__What is being asked__: Copy out everything from the line containing "In this exercise you will indicate the fingernail" down to the line containing "[(581, 448)]", adding 140 to each coordinate value in the answers.

__Object point labels__:
* begin *
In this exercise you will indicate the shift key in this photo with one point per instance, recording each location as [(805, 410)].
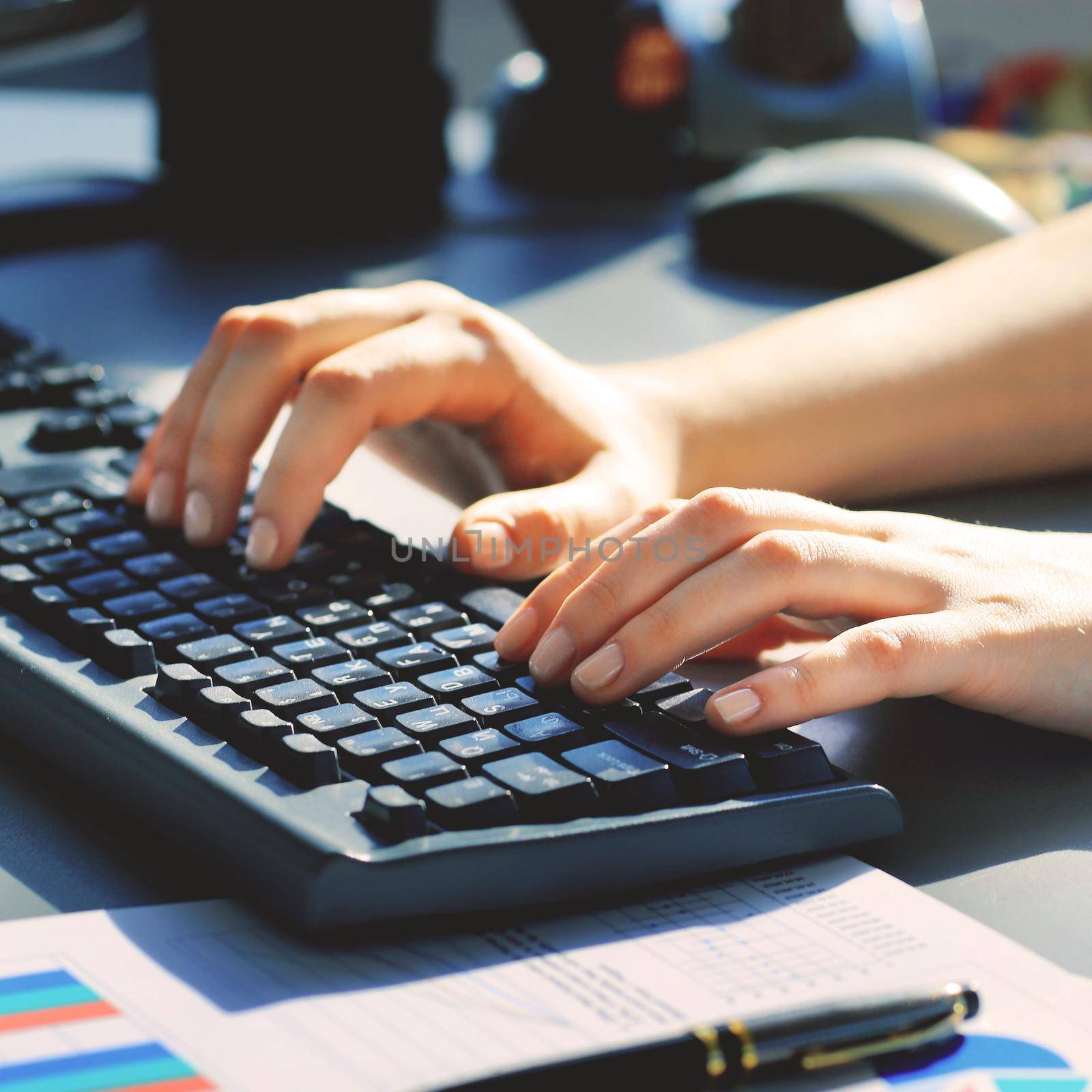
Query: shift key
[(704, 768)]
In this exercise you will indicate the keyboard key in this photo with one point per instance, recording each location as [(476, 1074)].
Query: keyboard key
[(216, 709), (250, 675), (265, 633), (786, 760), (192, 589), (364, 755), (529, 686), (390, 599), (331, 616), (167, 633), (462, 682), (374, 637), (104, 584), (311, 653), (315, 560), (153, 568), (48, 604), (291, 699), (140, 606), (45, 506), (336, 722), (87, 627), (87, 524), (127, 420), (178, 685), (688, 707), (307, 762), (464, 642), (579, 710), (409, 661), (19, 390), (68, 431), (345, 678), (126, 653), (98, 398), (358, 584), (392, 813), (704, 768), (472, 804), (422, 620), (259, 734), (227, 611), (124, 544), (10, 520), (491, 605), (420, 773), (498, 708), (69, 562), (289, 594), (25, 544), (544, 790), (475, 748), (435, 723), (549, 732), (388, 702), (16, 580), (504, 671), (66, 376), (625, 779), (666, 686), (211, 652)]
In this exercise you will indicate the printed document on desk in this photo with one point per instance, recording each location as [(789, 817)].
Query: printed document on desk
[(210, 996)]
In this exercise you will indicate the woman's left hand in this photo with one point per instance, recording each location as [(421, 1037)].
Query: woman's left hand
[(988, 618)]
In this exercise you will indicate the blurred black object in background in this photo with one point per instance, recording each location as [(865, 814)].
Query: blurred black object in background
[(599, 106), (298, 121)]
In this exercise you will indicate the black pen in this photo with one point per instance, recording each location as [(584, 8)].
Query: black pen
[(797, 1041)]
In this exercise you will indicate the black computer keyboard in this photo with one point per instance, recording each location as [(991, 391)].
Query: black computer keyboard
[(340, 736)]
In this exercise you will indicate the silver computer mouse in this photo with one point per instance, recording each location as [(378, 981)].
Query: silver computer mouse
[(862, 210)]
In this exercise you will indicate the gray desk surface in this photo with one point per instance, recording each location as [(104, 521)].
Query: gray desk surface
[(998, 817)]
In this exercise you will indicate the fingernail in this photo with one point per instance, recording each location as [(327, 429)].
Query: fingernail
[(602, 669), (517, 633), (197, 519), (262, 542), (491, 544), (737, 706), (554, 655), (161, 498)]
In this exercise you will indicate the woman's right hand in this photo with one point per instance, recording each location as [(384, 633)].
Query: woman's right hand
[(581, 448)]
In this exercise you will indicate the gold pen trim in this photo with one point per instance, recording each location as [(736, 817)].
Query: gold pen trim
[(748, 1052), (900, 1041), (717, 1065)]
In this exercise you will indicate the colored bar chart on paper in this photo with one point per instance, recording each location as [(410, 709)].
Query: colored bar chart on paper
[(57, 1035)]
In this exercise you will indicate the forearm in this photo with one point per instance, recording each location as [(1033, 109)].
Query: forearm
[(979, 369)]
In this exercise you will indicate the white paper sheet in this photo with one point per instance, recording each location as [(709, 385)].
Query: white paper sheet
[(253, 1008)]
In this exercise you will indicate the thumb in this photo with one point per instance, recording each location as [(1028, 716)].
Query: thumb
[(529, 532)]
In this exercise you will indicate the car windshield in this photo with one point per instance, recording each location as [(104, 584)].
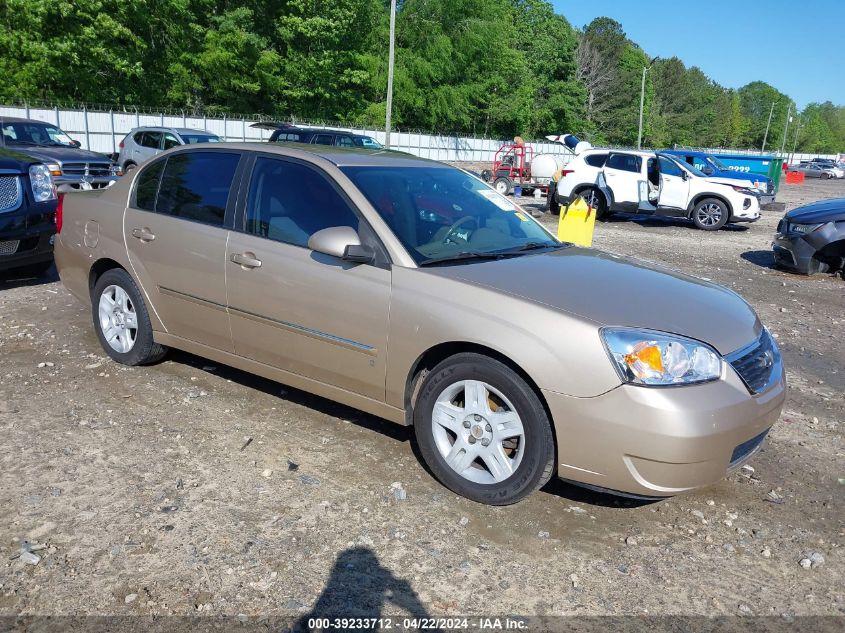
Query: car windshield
* end *
__Full output__:
In this exercise you will indicate the fingernail in this photo with one point per instance, recording each location as [(327, 429)].
Query: fingernail
[(742, 809), (657, 773), (337, 659), (402, 682), (631, 684), (877, 846), (694, 795), (301, 638)]
In this exercise you will indicate the woman's right hand in this photo with one point per instance, recording each location as [(384, 633)].
Query: woman's right hand
[(721, 588)]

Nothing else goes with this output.